Vacancy tightens across major metro markets across the country
Metropolitan office markets across the country are set to play a pivotal role in the long term growth of Australia’s major cities.
According to new research from Colliers International, vacancy in most of Australia’s key metropolitan office markets are on the decline, as the nation’s population continues to grow and occupiers look for alternative workplace accommodation outside major CBDs.
“The continued growth of our cities almost guarantees that metro office markets will have a growing role to play in accommodating employees in the future,” Simon Hunt, Colliers International Managing Director of Office Leasing, said.
“Our CBD markets simply are not geographically large enough and are faced with the added constraints of strong demand for residential, hotels and student accommodation sites, as well as relatively tight planning restrictions (compared to most global centres).
“Vastly improved infrastructure, such as Sydney’s Northwest and City & Southwest Metro rail project and Melbourne’s proposed $50 billion underground suburban rail loop, will further open up suburban markets to office occupiers.”
Anneke Thompson, Colliers International National Director of Research, said Australia – and its major cities – was growing at 1.6 per cent annually, experiencing some of the strongest population growth in the developed world.
“There are cities around the world that are currently growing faster, such as Las Vegas and San Antonio in the United States, however, the United Nations’ long-term outlook for population growth in the developed world is that Melbourne, Sydney and Brisbane will be the fastest growing cities from 2025 to 2030,” Ms Thompson said.

========================================================================

◆ **DESCRIPTION OF THE TASK**: Please extend the article above on falling office vacancy in Australia's metro markets, starting right after its final sentence.

◆ **DATA SHOWN**:
========================================================================

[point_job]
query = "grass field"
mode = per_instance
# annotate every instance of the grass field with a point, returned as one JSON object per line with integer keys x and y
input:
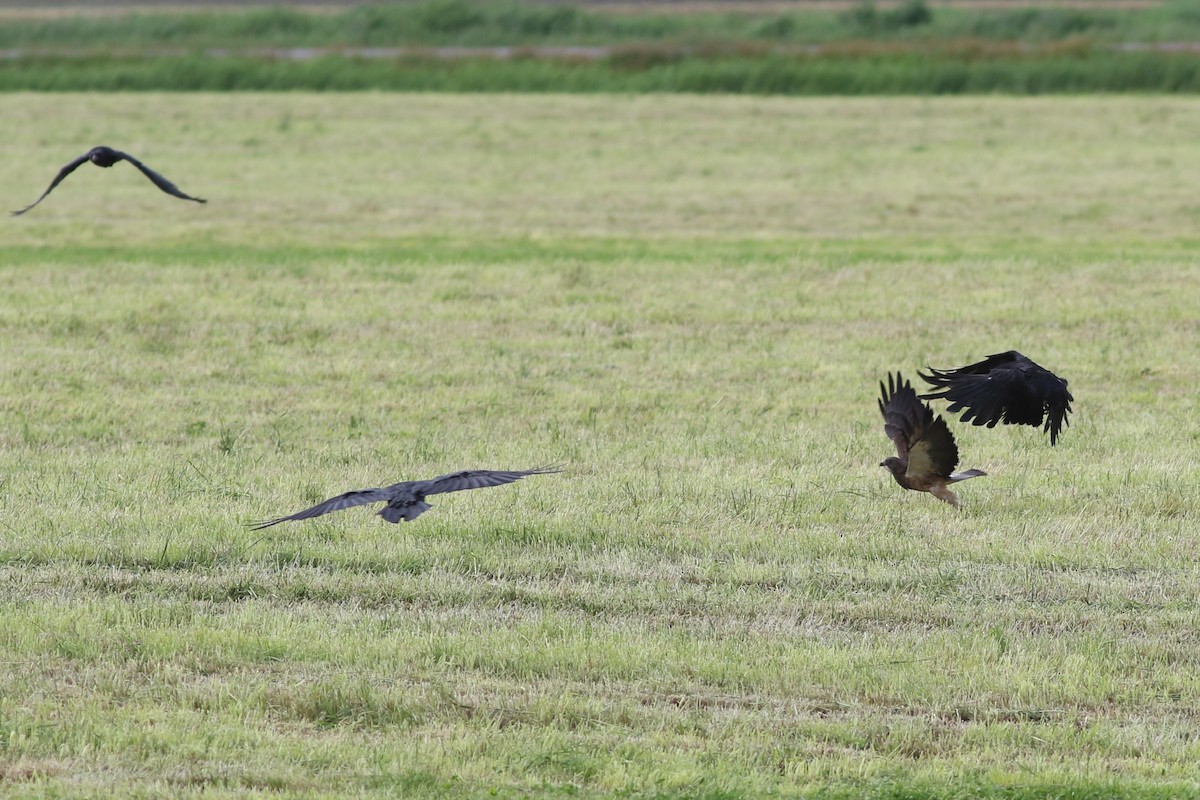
{"x": 690, "y": 301}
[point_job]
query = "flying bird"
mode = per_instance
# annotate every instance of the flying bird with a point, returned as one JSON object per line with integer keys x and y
{"x": 105, "y": 156}
{"x": 925, "y": 451}
{"x": 1003, "y": 388}
{"x": 406, "y": 501}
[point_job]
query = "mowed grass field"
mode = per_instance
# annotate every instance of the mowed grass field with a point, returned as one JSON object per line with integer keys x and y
{"x": 688, "y": 300}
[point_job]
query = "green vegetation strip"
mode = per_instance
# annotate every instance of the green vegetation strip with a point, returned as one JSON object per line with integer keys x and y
{"x": 724, "y": 596}
{"x": 911, "y": 49}
{"x": 637, "y": 72}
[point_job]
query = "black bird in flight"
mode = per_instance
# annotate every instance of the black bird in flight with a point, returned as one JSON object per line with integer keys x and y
{"x": 406, "y": 501}
{"x": 925, "y": 451}
{"x": 1003, "y": 388}
{"x": 105, "y": 156}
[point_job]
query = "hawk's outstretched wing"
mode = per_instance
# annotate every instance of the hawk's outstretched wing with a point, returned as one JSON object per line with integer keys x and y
{"x": 347, "y": 500}
{"x": 478, "y": 479}
{"x": 58, "y": 179}
{"x": 160, "y": 180}
{"x": 924, "y": 440}
{"x": 1005, "y": 388}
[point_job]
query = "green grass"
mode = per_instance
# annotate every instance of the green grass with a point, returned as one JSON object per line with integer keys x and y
{"x": 691, "y": 301}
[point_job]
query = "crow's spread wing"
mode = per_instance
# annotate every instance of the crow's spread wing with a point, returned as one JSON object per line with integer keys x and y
{"x": 1005, "y": 388}
{"x": 478, "y": 479}
{"x": 58, "y": 179}
{"x": 333, "y": 504}
{"x": 924, "y": 440}
{"x": 159, "y": 180}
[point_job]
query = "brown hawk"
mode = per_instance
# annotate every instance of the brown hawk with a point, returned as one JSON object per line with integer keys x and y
{"x": 925, "y": 451}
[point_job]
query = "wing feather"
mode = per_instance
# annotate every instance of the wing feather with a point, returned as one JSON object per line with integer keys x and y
{"x": 478, "y": 479}
{"x": 1005, "y": 388}
{"x": 159, "y": 180}
{"x": 58, "y": 179}
{"x": 347, "y": 500}
{"x": 919, "y": 437}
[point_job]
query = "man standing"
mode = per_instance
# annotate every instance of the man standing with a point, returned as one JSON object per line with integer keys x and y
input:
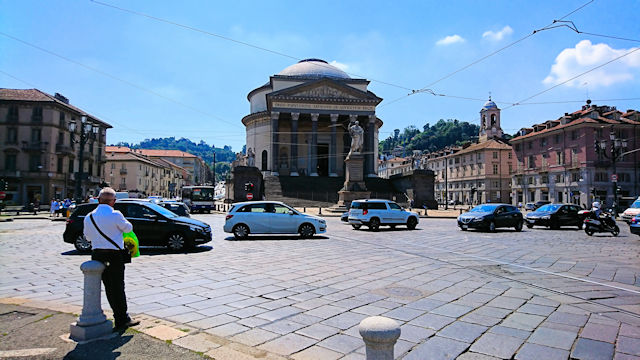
{"x": 104, "y": 227}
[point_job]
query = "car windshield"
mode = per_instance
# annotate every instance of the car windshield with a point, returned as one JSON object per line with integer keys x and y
{"x": 550, "y": 207}
{"x": 484, "y": 208}
{"x": 162, "y": 211}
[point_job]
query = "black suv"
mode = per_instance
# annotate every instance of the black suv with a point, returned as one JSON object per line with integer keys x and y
{"x": 153, "y": 225}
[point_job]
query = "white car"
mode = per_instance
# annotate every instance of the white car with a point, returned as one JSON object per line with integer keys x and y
{"x": 271, "y": 217}
{"x": 375, "y": 213}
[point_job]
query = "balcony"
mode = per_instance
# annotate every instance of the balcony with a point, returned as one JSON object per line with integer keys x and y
{"x": 63, "y": 149}
{"x": 34, "y": 146}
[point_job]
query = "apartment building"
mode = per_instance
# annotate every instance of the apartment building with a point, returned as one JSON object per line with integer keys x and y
{"x": 570, "y": 159}
{"x": 135, "y": 173}
{"x": 40, "y": 154}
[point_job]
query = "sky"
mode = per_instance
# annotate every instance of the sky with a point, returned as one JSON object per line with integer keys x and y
{"x": 186, "y": 69}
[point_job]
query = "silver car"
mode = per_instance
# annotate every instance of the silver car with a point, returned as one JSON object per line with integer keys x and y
{"x": 271, "y": 217}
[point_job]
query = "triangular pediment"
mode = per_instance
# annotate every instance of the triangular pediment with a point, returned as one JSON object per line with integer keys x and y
{"x": 326, "y": 89}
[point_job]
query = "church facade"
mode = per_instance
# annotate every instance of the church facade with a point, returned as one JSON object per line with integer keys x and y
{"x": 299, "y": 120}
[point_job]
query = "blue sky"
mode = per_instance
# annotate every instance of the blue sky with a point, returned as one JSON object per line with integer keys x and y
{"x": 176, "y": 82}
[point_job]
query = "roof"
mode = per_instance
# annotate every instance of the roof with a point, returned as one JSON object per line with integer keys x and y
{"x": 36, "y": 95}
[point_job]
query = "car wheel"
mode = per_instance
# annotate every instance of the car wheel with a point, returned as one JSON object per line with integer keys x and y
{"x": 306, "y": 231}
{"x": 411, "y": 223}
{"x": 519, "y": 226}
{"x": 176, "y": 242}
{"x": 82, "y": 244}
{"x": 374, "y": 224}
{"x": 241, "y": 231}
{"x": 616, "y": 231}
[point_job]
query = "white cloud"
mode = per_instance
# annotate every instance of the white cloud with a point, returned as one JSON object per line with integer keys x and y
{"x": 498, "y": 35}
{"x": 339, "y": 65}
{"x": 573, "y": 61}
{"x": 451, "y": 39}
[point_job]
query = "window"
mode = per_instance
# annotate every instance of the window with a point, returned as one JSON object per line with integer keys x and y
{"x": 36, "y": 135}
{"x": 10, "y": 161}
{"x": 12, "y": 135}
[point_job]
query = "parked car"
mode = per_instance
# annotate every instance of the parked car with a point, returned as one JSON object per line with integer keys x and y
{"x": 178, "y": 208}
{"x": 632, "y": 211}
{"x": 375, "y": 213}
{"x": 555, "y": 215}
{"x": 271, "y": 217}
{"x": 540, "y": 203}
{"x": 634, "y": 225}
{"x": 491, "y": 217}
{"x": 153, "y": 225}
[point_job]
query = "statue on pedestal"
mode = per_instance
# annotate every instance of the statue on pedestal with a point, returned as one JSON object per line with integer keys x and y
{"x": 357, "y": 134}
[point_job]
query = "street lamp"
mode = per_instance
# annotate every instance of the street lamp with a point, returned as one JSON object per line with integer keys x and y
{"x": 615, "y": 153}
{"x": 86, "y": 129}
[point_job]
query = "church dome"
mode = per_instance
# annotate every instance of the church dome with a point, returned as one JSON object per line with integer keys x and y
{"x": 314, "y": 68}
{"x": 489, "y": 105}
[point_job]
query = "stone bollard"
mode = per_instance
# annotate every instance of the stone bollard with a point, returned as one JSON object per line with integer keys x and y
{"x": 92, "y": 323}
{"x": 380, "y": 335}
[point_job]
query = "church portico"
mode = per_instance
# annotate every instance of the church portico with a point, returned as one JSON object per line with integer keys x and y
{"x": 307, "y": 118}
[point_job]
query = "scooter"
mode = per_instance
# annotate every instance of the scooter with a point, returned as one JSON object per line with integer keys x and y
{"x": 593, "y": 224}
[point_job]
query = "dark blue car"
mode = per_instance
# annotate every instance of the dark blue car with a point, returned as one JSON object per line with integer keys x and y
{"x": 490, "y": 217}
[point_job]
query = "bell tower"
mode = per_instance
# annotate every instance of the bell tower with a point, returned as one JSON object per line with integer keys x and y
{"x": 489, "y": 122}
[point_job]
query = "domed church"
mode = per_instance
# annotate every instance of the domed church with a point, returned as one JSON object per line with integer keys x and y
{"x": 299, "y": 120}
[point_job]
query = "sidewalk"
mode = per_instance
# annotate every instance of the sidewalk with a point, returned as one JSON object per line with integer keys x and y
{"x": 37, "y": 329}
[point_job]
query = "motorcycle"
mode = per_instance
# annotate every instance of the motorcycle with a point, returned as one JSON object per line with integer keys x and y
{"x": 593, "y": 224}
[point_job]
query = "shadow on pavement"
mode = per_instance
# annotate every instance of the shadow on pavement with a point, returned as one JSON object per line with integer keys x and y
{"x": 101, "y": 349}
{"x": 277, "y": 237}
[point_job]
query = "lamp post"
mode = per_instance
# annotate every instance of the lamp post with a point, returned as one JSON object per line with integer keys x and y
{"x": 615, "y": 152}
{"x": 86, "y": 129}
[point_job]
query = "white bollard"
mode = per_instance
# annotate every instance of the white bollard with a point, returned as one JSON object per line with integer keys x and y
{"x": 92, "y": 323}
{"x": 380, "y": 335}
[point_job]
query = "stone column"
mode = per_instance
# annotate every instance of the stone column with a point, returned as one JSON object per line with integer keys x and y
{"x": 294, "y": 144}
{"x": 275, "y": 143}
{"x": 333, "y": 153}
{"x": 314, "y": 145}
{"x": 371, "y": 139}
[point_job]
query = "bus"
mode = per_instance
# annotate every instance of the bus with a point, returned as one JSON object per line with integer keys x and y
{"x": 198, "y": 198}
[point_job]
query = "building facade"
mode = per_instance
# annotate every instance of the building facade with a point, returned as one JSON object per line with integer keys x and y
{"x": 298, "y": 121}
{"x": 558, "y": 160}
{"x": 135, "y": 173}
{"x": 39, "y": 154}
{"x": 476, "y": 173}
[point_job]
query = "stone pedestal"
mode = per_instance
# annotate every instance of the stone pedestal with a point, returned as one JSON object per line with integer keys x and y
{"x": 92, "y": 323}
{"x": 354, "y": 187}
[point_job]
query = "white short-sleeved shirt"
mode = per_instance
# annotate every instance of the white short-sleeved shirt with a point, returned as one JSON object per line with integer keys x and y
{"x": 111, "y": 222}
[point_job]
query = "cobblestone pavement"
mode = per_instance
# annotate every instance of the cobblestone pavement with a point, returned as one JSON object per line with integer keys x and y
{"x": 538, "y": 294}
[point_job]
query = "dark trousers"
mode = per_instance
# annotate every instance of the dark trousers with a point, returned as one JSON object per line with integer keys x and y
{"x": 113, "y": 280}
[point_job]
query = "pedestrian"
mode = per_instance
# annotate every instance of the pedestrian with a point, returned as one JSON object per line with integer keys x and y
{"x": 104, "y": 227}
{"x": 53, "y": 207}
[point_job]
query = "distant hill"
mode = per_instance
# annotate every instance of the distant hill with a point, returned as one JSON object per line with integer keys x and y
{"x": 224, "y": 155}
{"x": 443, "y": 133}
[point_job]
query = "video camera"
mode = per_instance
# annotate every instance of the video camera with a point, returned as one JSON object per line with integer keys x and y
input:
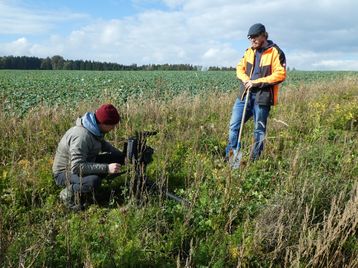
{"x": 138, "y": 155}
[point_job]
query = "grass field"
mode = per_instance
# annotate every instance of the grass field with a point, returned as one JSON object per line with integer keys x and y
{"x": 295, "y": 207}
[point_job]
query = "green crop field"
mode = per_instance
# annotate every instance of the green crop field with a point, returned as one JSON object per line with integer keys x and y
{"x": 22, "y": 90}
{"x": 294, "y": 207}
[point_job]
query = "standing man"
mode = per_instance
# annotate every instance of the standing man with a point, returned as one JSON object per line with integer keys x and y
{"x": 83, "y": 158}
{"x": 260, "y": 70}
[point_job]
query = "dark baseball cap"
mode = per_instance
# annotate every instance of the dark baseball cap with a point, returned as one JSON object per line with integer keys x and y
{"x": 256, "y": 29}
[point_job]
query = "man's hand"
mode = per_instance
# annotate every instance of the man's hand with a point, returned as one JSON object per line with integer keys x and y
{"x": 114, "y": 168}
{"x": 248, "y": 84}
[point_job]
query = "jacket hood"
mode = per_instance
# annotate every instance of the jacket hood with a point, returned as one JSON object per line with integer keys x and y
{"x": 270, "y": 44}
{"x": 88, "y": 121}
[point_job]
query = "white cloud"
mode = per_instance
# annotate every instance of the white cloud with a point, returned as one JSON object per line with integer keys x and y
{"x": 22, "y": 20}
{"x": 313, "y": 34}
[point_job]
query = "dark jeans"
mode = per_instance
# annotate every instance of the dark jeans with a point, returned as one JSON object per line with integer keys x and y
{"x": 88, "y": 183}
{"x": 260, "y": 114}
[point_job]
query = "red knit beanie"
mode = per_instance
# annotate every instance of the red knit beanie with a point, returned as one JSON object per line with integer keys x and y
{"x": 107, "y": 114}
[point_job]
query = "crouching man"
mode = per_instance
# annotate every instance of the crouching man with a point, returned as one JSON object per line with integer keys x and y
{"x": 83, "y": 158}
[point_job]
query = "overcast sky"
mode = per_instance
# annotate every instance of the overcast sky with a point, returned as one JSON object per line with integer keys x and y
{"x": 314, "y": 34}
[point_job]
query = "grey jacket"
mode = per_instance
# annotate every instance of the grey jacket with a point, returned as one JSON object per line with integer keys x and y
{"x": 77, "y": 151}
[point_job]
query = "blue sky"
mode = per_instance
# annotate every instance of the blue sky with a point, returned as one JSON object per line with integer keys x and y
{"x": 315, "y": 35}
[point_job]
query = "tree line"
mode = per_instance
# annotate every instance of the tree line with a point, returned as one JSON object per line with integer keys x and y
{"x": 59, "y": 63}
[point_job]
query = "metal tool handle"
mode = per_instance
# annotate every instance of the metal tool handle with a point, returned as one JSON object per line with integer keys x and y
{"x": 243, "y": 116}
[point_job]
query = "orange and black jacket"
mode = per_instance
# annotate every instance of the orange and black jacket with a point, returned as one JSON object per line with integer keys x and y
{"x": 272, "y": 72}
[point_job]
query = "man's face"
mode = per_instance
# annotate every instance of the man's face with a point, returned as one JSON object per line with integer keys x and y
{"x": 106, "y": 128}
{"x": 257, "y": 41}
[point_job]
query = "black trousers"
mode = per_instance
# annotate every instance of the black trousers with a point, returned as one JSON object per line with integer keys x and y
{"x": 88, "y": 183}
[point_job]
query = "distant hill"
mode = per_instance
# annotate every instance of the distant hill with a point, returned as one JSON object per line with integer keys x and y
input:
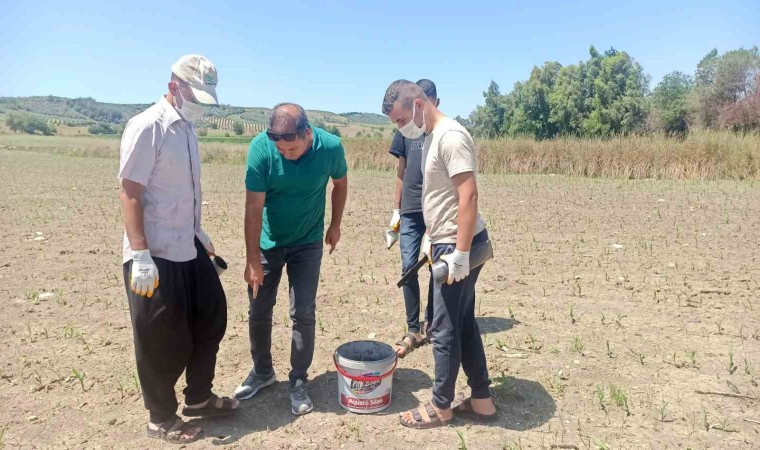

========================================================================

◆ **ANSWER TO THE TASK**:
Colliers International research found vacancy rates were tightening in major metro markets across Sydney and Melbourne.
“For example, new entrants to North Sydney A Grade market has resulted in very tight vacancy of 2.2%. In a similar vein, the overall vacancy rate has declined from 7.9% to 6.3% over the six months to July 2018,” Ms Thompson said. “This is the lowest level of availability North Sydney has experienced since July 2002 and well below the 10-year average of 8.8%.
“The Chatswood office market has seen steady absorption levels in the absence of new supply. The vacancy rate has trended down from 6.8% in January to 6.5% per cent in July, making this the lowest level of vacancy in the past decade in this market and 40% below the 10-year average of 11%.”
Elsewhere across Sydney, major metro markets such as St Leonards, Macquarie Park and Parramatta – which has the lowest level of availability in the country at 3.2%, well below the long-term average of 7.3 per cent – all continue to record declines in vacancy, driven by rising net absorption, limited stock and strong leasing markets.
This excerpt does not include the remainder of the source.